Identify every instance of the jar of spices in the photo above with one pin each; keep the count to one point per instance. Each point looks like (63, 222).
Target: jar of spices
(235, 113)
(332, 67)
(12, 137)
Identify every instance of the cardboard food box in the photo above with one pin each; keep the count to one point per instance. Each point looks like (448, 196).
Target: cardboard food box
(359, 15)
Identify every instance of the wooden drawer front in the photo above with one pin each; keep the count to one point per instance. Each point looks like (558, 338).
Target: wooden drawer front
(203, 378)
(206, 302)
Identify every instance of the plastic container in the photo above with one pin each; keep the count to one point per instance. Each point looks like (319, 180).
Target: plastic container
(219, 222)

-*-*-

_Work order_
All entries above should be duplicated exactly, none omitted.

_Written answer_
Identify every instance of the jar of spices in the photo above with one pin each; keep the count to one point per instance. Each point looks like (63, 222).
Target: jar of spices
(235, 113)
(332, 67)
(12, 137)
Identify every instance of the cardboard food box in the photo above with one pin each; keep the count to one point per instance. Each point looks like (448, 196).
Target: cardboard food box
(359, 15)
Identify every instance of the wooden drawer front in the photo above with one pin each; keep the count to one point per instance. Each point looks like (558, 338).
Target: wooden drawer front
(203, 378)
(206, 302)
Identify every instance of the plastic container in the photo above with one pin each; keep the count to one point per instance. Each point looks like (319, 180).
Target: plastic container
(219, 222)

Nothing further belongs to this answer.